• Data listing
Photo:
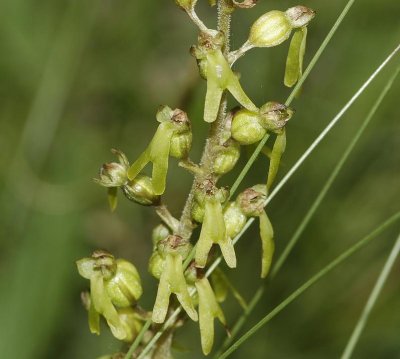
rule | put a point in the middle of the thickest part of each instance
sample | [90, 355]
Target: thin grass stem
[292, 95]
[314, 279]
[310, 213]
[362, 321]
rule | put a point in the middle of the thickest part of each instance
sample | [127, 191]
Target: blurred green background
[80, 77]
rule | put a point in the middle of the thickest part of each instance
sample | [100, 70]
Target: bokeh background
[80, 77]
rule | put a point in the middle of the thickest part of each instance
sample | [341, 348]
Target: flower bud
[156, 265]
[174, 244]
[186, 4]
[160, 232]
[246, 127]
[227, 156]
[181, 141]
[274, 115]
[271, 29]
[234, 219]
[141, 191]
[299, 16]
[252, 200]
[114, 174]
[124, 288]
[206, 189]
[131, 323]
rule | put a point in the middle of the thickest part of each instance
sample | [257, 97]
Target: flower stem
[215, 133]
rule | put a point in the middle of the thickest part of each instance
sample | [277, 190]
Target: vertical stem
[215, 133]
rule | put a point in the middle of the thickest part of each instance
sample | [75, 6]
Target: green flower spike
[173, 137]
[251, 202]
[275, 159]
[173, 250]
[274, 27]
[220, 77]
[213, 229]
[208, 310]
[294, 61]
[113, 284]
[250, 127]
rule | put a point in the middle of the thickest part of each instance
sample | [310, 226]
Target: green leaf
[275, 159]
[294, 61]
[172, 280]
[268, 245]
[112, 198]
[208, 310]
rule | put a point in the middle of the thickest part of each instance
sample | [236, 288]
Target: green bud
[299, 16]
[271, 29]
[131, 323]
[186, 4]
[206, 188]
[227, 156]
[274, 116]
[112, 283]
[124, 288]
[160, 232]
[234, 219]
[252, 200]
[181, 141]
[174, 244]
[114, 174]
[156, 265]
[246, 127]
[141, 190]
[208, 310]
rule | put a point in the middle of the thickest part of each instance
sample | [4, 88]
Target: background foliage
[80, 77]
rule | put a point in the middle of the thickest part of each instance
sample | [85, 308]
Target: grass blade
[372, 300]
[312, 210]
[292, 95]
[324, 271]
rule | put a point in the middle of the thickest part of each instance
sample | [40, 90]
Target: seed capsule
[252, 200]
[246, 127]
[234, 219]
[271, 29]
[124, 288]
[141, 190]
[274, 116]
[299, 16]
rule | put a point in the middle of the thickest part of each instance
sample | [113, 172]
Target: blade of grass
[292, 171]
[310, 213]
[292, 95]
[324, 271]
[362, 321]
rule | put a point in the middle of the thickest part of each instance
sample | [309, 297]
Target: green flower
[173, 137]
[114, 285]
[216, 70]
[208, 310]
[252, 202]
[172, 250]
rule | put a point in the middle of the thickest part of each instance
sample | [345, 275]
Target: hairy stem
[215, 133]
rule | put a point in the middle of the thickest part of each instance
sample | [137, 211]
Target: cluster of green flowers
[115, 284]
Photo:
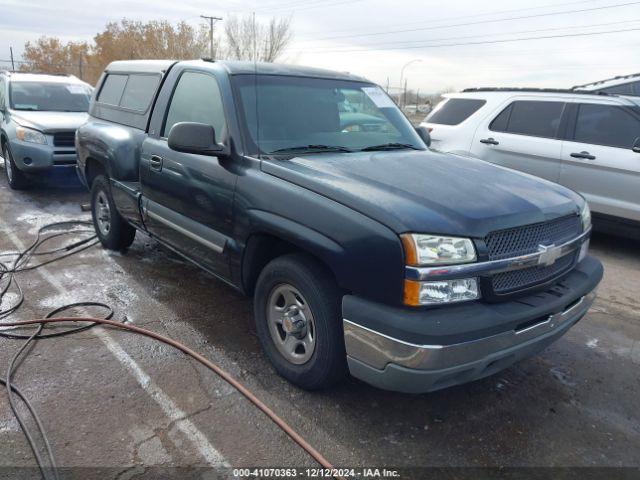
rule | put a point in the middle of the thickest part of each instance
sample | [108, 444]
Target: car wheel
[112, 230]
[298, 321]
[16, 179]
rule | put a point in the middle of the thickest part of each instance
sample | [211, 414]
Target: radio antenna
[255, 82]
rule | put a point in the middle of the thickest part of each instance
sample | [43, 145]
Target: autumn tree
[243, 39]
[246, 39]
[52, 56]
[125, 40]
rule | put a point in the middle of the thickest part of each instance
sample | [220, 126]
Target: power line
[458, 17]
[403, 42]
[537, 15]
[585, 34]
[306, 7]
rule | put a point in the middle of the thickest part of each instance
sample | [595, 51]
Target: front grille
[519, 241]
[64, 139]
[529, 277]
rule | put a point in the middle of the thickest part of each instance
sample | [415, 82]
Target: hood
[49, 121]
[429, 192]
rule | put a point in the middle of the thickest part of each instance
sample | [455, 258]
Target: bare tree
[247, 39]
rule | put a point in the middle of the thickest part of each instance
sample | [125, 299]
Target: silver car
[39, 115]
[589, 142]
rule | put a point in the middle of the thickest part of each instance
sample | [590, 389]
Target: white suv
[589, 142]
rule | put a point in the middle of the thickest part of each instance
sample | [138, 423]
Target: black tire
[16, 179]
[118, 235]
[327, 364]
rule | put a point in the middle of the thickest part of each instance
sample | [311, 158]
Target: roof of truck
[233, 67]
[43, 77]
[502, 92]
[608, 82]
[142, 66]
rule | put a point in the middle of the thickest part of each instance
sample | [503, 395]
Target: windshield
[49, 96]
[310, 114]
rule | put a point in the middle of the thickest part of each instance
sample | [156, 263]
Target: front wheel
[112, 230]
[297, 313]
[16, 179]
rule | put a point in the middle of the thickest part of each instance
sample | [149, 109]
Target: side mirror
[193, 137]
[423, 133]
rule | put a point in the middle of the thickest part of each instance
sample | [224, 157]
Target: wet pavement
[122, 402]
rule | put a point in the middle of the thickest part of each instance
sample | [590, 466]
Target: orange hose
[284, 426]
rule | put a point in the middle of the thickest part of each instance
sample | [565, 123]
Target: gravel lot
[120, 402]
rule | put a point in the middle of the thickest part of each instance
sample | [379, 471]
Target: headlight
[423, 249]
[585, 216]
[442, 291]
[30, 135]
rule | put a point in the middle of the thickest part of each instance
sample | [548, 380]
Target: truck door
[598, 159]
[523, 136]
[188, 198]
==
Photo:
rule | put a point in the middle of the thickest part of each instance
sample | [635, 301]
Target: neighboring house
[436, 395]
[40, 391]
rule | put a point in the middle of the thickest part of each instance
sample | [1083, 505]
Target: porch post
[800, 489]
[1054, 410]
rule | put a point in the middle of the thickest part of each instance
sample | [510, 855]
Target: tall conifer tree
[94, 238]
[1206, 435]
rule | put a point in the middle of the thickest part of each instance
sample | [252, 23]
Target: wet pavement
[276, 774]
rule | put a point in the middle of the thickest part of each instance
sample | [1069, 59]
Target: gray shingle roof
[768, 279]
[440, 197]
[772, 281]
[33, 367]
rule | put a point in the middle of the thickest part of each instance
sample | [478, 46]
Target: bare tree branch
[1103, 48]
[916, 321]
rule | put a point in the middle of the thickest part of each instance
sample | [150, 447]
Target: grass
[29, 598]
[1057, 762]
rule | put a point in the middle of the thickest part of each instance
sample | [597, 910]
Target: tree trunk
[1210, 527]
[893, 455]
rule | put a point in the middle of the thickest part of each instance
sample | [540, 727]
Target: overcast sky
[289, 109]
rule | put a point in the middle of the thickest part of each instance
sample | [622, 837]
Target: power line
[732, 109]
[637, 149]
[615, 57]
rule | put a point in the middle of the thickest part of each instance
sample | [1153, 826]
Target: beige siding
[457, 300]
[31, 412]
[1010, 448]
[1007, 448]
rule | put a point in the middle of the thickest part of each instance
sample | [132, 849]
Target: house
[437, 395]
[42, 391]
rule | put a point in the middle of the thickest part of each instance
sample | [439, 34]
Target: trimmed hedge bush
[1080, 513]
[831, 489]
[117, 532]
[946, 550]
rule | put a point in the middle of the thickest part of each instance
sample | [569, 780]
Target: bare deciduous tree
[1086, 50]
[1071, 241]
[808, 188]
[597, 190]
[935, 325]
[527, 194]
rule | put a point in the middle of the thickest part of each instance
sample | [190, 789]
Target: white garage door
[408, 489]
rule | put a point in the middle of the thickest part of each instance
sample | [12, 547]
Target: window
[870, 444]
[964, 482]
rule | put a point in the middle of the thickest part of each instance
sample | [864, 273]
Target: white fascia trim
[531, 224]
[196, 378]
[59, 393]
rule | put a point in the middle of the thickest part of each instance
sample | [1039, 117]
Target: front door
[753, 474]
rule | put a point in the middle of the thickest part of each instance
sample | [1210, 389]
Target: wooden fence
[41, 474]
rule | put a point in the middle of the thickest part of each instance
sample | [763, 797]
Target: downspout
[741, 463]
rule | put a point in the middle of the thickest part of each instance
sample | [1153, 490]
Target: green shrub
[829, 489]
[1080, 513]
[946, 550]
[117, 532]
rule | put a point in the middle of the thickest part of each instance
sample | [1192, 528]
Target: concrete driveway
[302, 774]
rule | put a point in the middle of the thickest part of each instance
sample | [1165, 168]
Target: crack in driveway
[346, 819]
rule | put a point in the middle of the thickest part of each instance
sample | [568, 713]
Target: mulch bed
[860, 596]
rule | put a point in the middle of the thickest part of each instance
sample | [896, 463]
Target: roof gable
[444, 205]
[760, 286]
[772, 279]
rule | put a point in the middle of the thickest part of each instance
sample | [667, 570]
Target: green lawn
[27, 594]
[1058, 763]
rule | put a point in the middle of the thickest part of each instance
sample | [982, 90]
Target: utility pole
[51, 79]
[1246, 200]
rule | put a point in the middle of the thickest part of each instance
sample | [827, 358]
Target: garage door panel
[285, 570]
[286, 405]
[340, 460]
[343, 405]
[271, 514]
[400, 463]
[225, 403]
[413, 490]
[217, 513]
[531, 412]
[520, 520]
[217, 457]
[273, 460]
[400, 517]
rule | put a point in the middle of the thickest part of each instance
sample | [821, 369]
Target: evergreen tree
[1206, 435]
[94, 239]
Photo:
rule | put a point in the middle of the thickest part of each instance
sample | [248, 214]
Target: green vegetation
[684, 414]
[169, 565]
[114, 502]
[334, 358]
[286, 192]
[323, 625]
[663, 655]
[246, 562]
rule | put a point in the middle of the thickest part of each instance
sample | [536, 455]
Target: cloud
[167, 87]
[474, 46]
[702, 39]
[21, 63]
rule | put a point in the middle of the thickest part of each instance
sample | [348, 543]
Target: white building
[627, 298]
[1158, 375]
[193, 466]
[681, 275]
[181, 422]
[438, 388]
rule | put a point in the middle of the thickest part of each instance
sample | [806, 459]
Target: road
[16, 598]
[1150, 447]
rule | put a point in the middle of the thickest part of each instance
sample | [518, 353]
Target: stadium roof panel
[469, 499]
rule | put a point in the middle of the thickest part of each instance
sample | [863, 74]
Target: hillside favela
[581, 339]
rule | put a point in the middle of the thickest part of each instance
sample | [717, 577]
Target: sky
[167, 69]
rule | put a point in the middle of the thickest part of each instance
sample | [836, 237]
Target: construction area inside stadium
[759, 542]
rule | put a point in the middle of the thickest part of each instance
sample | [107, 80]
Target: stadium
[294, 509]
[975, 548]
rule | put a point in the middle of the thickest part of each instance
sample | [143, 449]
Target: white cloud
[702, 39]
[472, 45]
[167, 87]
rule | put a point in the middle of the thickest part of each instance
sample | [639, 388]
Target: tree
---
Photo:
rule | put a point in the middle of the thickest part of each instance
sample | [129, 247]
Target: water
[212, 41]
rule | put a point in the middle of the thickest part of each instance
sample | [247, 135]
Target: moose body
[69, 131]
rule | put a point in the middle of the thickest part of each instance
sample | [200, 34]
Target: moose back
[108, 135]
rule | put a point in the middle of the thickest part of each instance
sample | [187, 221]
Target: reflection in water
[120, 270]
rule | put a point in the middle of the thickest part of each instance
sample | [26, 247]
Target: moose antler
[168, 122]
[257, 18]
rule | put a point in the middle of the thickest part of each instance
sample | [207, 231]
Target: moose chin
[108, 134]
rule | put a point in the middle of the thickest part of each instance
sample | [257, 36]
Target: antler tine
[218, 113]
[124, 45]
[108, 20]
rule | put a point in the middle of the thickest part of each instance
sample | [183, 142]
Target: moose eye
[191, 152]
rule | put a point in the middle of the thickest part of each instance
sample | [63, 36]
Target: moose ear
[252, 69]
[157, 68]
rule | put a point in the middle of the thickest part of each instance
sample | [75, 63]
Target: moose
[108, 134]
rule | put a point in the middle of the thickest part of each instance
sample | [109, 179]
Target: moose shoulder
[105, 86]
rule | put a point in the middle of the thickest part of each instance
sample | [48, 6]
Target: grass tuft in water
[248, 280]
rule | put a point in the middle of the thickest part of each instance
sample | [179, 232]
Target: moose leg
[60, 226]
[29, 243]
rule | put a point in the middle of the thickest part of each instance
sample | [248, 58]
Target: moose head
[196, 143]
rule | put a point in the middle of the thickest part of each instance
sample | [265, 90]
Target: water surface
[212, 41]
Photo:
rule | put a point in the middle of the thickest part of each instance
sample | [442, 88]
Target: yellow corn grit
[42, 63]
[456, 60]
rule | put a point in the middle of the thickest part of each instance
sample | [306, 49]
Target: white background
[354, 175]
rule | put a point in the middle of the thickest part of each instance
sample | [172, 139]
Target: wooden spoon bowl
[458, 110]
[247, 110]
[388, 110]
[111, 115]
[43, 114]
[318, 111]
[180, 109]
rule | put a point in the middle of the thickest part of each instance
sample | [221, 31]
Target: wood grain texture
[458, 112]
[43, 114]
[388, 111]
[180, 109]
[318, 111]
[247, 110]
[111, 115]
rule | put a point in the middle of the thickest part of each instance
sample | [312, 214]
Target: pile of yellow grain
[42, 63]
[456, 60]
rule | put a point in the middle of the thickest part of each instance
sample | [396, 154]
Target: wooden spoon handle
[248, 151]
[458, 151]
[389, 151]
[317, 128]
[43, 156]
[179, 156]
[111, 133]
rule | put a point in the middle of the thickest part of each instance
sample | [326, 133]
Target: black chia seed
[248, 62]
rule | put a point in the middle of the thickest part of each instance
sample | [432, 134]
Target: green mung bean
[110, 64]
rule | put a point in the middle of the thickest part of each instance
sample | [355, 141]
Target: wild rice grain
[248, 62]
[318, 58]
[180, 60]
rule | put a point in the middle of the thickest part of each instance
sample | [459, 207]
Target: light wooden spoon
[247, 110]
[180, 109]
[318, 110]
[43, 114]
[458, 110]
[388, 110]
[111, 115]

• Direction
Show each line of the records that contains the word "stem".

• Problem solution
Target: thin grass stem
Target: flower stem
Target: vertical stem
Target: hairy stem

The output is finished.